• [EXERCISE DIRECTIONS] Starting at the first line of the material and ending with the line that contains "128 247 L 124", turn those lines into a numbered list, skipping any blank lines.

── MATERIAL PROVIDED

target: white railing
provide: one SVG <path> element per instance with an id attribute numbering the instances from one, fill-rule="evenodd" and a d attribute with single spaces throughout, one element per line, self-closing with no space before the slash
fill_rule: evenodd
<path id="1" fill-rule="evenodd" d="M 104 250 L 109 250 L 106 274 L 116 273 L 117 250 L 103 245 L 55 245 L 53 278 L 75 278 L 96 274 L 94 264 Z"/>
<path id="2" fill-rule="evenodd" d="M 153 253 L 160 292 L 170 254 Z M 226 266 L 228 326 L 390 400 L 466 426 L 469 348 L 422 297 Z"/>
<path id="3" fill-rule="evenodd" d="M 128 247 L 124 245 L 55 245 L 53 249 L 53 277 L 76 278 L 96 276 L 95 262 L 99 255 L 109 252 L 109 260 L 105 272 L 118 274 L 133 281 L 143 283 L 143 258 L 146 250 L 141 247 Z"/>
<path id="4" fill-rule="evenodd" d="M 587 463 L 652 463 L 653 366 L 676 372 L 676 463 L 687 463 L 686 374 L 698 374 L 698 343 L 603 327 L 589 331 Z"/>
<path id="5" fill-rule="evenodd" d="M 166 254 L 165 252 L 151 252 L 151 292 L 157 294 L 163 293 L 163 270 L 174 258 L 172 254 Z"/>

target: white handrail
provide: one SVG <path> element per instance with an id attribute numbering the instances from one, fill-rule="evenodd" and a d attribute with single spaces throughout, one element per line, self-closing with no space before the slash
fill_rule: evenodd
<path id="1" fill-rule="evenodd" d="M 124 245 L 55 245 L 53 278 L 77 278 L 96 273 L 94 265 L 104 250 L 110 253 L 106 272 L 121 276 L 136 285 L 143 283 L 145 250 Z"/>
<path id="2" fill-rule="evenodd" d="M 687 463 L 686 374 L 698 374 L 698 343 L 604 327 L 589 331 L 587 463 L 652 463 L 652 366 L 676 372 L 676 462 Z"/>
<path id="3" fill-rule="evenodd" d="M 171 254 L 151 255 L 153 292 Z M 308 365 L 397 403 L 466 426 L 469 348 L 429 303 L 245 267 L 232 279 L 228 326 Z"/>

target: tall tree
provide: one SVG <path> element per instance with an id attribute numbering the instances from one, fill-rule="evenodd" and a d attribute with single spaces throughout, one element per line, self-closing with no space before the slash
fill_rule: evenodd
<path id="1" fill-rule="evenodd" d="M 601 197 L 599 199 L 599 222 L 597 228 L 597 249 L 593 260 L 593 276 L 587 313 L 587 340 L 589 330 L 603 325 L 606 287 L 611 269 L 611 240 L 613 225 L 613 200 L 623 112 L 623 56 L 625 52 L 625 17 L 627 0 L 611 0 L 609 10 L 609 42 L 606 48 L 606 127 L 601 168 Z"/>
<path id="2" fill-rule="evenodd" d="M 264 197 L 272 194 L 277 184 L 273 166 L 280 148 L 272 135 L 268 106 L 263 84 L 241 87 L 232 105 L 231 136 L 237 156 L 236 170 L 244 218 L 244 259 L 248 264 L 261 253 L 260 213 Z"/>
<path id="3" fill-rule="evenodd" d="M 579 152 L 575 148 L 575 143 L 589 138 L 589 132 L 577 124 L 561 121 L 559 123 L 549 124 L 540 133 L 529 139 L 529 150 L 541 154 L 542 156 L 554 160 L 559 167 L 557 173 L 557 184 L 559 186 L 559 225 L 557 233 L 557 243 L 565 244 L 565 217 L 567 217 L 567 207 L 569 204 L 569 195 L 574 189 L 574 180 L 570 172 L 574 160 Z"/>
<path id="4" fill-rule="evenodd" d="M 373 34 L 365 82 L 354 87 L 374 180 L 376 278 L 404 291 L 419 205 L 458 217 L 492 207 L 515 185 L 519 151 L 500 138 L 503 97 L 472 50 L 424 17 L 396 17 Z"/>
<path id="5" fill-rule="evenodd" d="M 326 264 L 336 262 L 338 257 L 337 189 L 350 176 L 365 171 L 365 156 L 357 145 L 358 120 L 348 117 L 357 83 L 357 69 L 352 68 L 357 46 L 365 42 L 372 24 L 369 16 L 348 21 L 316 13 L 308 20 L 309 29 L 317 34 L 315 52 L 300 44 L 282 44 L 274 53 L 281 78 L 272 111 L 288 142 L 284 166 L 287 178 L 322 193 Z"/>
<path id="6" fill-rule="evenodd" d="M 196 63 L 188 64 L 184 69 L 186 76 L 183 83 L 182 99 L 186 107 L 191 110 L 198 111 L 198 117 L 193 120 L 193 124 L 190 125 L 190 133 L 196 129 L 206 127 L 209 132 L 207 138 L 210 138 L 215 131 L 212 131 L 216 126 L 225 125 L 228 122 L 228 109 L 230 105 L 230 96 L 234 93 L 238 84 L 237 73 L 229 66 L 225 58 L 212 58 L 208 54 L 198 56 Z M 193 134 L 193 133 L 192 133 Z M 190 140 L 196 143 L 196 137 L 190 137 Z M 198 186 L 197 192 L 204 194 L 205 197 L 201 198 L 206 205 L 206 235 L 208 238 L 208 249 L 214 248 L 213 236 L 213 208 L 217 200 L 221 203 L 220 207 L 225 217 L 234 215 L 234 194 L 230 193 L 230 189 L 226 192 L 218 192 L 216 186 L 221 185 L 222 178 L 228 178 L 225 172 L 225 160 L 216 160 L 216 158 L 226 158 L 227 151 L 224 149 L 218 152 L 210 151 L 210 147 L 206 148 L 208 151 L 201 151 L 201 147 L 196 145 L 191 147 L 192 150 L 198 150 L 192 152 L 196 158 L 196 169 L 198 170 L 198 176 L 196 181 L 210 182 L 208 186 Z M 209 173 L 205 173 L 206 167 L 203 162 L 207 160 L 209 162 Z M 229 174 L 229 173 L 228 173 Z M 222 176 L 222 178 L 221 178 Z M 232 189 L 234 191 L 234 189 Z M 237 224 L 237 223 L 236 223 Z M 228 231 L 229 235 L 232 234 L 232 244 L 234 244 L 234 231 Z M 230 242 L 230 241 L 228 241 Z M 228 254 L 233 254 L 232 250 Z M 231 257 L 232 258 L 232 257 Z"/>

────

• [WRITTEN RESPONSE]
1. target: white railing
2. provide: one SVG <path> element per instance with an id attribute numbering the instances from one, fill-rule="evenodd" and a d attribute with single spaces throughout, one element per line, self-closing with no space before the slash
3. fill_rule: evenodd
4. <path id="1" fill-rule="evenodd" d="M 104 250 L 109 250 L 106 274 L 116 273 L 117 250 L 103 245 L 55 245 L 53 278 L 75 278 L 96 274 L 94 264 Z"/>
5. <path id="2" fill-rule="evenodd" d="M 153 253 L 160 292 L 170 254 Z M 226 266 L 228 326 L 390 400 L 466 426 L 469 348 L 422 297 Z"/>
6. <path id="3" fill-rule="evenodd" d="M 128 247 L 124 245 L 55 245 L 53 249 L 53 277 L 76 278 L 96 276 L 95 262 L 99 255 L 109 252 L 109 260 L 105 272 L 118 274 L 133 281 L 143 283 L 143 258 L 146 250 L 141 247 Z"/>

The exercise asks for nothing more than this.